====== Record excerpts ======
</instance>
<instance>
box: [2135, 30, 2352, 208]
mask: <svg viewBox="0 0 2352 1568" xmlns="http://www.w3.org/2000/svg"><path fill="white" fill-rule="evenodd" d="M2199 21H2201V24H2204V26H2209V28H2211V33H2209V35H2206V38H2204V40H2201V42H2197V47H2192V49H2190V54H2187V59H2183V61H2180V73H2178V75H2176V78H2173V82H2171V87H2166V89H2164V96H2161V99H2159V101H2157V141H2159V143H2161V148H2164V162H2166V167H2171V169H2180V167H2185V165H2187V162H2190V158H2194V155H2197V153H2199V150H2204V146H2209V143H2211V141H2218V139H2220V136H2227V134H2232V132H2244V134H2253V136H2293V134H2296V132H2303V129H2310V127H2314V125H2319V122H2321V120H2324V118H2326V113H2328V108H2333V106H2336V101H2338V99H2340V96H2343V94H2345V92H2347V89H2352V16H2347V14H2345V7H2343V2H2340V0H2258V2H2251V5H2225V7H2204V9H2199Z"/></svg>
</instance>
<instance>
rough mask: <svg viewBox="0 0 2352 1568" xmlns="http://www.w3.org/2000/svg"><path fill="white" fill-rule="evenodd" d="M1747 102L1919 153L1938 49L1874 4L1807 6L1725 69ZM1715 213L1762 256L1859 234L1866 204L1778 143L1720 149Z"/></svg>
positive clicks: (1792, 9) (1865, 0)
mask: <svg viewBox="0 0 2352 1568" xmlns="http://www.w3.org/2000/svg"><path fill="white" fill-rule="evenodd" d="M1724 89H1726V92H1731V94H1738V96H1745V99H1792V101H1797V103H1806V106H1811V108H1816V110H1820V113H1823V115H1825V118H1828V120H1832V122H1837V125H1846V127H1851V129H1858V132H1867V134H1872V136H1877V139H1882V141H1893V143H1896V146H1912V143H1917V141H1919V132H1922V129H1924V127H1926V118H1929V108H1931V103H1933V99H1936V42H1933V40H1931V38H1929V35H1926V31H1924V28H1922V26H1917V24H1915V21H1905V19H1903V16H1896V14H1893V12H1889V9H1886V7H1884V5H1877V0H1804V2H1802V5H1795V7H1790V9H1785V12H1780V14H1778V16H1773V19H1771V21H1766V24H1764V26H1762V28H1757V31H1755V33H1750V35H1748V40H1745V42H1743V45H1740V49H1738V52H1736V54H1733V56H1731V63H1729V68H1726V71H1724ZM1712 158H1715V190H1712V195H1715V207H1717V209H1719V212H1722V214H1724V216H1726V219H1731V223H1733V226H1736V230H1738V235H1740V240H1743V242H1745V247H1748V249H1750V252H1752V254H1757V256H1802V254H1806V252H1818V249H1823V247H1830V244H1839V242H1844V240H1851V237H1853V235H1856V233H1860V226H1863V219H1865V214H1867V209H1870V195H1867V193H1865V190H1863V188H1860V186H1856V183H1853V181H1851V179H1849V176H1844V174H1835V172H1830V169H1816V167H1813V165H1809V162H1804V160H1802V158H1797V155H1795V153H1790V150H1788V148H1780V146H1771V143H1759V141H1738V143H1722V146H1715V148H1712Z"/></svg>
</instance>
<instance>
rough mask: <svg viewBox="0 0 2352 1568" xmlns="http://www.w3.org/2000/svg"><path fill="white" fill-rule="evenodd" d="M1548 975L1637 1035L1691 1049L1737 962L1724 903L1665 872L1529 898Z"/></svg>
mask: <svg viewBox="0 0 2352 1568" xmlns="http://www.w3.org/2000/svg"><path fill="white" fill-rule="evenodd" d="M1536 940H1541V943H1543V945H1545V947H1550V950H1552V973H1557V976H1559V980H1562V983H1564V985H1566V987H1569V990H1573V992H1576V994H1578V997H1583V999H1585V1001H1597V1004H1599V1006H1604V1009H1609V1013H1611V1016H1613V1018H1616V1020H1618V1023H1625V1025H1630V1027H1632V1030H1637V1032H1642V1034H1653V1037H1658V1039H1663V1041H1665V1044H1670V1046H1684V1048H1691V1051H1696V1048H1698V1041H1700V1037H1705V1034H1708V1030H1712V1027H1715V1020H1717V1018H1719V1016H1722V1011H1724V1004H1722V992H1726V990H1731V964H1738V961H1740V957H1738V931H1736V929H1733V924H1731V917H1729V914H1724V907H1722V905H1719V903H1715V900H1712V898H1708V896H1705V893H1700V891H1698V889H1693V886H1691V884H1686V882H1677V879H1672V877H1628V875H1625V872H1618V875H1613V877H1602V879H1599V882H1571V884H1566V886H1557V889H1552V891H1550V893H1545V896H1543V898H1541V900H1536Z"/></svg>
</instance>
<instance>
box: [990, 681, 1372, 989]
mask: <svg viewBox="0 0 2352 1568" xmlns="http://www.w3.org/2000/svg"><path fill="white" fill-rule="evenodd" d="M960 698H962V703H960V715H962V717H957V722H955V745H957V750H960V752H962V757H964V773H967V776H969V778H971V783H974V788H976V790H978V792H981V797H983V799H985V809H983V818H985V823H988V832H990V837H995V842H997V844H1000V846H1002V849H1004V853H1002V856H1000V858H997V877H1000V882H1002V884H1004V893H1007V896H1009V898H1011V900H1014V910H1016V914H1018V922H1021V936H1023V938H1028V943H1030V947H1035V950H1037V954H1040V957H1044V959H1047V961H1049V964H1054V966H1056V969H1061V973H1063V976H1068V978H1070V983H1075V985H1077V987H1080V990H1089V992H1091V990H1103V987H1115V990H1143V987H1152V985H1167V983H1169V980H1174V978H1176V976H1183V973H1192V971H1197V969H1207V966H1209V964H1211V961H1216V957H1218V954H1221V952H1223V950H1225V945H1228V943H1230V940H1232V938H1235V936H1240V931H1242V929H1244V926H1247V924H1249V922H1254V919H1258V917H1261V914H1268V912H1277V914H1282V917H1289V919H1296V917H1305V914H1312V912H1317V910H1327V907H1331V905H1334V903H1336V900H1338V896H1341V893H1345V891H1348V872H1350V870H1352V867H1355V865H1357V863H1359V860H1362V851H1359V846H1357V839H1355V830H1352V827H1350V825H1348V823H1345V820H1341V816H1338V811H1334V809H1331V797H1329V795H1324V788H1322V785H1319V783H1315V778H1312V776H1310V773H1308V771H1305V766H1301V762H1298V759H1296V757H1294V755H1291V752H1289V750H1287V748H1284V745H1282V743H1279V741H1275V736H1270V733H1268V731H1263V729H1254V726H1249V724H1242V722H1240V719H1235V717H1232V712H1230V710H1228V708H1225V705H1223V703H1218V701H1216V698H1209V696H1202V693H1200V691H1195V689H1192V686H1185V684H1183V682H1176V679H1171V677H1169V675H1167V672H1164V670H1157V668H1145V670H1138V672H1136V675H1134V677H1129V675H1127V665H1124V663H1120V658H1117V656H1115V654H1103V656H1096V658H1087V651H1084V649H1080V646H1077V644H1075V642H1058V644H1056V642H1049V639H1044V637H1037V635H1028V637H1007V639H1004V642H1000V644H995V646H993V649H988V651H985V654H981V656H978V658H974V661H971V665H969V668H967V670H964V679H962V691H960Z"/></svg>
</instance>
======
Your task:
Up to and including the line with "102L1919 153L1938 49L1874", write out the records above exactly, starting from their first line.

Task solution:
</instance>
<instance>
box: [2135, 30, 2352, 208]
mask: <svg viewBox="0 0 2352 1568" xmlns="http://www.w3.org/2000/svg"><path fill="white" fill-rule="evenodd" d="M2199 21H2201V24H2204V26H2209V28H2211V33H2209V35H2206V38H2204V40H2201V42H2197V47H2192V49H2190V54H2187V59H2183V61H2180V73H2178V75H2176V78H2173V82H2171V87H2166V89H2164V96H2161V99H2159V101H2157V141H2159V143H2161V148H2164V162H2166V167H2171V169H2180V167H2185V165H2187V162H2190V158H2194V155H2197V153H2199V150H2204V146H2209V143H2211V141H2218V139H2220V136H2227V134H2232V132H2244V134H2253V136H2293V134H2296V132H2303V129H2310V127H2314V125H2319V122H2321V120H2324V118H2326V113H2328V108H2333V106H2336V101H2338V99H2340V96H2343V94H2345V92H2347V89H2352V16H2347V14H2345V7H2343V2H2340V0H2258V2H2251V5H2225V7H2204V9H2199Z"/></svg>
</instance>
<instance>
rough mask: <svg viewBox="0 0 2352 1568" xmlns="http://www.w3.org/2000/svg"><path fill="white" fill-rule="evenodd" d="M1747 102L1919 153L1938 49L1874 4L1807 6L1725 69ZM1715 213L1762 256L1859 234L1866 204L1778 143L1720 149Z"/></svg>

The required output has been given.